- WHAT THIS TASK INVOLVES
Rewrite the material beginning at the line that contains "Expected: one point per instance of the spear shaft, each" and continuing through the end of the material, both ends included, with "spear shaft" replaced by "spear handle" and all else left unchanged.

[Stored dataset items]
━━━━━━

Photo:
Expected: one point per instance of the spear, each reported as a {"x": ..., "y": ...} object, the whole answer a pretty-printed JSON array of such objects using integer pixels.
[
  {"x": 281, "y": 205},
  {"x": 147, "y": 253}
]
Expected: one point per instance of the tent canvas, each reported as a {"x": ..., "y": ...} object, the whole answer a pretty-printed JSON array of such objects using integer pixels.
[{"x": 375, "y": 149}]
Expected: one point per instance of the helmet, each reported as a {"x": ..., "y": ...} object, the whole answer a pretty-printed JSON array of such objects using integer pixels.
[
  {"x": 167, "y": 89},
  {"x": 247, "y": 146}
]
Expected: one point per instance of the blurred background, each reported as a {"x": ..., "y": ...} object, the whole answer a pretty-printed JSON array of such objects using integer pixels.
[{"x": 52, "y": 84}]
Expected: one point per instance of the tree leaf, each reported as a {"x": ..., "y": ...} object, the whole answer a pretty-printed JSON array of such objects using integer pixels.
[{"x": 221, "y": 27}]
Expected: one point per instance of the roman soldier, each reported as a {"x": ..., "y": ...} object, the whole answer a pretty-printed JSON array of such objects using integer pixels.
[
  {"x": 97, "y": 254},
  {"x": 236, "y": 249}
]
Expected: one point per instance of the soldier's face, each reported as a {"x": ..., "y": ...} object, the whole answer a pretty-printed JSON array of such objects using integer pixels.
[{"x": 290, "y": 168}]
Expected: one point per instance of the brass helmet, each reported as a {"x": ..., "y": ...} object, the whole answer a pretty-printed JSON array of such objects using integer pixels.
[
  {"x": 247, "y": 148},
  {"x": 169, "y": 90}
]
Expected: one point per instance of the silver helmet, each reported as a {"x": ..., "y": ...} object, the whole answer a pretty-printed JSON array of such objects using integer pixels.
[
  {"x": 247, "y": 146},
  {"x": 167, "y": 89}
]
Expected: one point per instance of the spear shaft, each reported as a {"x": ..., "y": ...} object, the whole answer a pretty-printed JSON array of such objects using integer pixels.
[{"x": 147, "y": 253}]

━━━━━━

- EXERCISE SOLUTION
Expected: one point per instance of the spear handle, each reported as a {"x": ..., "y": ...} object, the whole answer a pretty-printed JSON array of such objects using integer pixels.
[{"x": 147, "y": 253}]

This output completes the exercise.